** Begin Information given **

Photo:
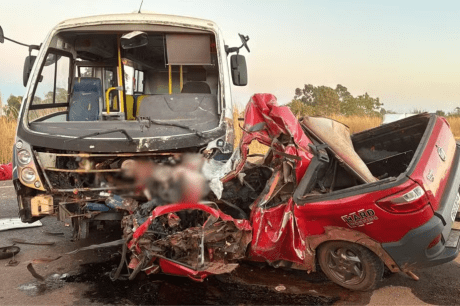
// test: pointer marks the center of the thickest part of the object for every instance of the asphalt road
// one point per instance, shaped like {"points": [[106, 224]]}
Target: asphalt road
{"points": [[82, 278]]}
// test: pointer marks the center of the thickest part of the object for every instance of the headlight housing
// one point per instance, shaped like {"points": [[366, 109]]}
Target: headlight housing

** End Information given **
** Begin Information given **

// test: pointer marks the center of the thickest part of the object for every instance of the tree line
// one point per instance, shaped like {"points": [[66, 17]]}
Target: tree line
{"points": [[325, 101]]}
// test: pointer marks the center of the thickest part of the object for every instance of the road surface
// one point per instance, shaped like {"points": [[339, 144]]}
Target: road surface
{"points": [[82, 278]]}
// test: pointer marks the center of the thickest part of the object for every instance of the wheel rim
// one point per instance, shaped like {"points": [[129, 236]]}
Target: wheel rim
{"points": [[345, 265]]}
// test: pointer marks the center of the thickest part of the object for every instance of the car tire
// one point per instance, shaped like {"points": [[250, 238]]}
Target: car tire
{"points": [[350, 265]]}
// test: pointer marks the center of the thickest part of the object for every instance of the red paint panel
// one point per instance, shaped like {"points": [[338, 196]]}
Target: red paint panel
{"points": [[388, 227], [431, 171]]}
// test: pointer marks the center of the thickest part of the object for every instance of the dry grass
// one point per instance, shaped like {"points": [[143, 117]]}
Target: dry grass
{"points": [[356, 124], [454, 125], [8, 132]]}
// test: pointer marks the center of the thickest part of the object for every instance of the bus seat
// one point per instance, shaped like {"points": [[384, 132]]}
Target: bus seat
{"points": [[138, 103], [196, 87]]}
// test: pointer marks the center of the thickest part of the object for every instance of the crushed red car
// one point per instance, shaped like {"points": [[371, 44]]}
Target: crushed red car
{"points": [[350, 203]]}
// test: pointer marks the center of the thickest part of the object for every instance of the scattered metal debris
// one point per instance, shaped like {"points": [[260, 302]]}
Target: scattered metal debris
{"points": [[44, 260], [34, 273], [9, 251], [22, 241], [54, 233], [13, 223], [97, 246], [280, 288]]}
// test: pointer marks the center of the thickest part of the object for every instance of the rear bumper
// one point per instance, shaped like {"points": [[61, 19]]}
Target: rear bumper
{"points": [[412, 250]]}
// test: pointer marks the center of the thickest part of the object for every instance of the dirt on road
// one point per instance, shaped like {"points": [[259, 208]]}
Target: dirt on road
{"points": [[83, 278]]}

** End Information given **

● What to do:
Return each line of the listing above that contains the string "paint". Matching is case-sensitive.

● Solution below:
// test: pointer marks the center of the thickest part of the object for every instance of the red paint panel
Target: red paint panel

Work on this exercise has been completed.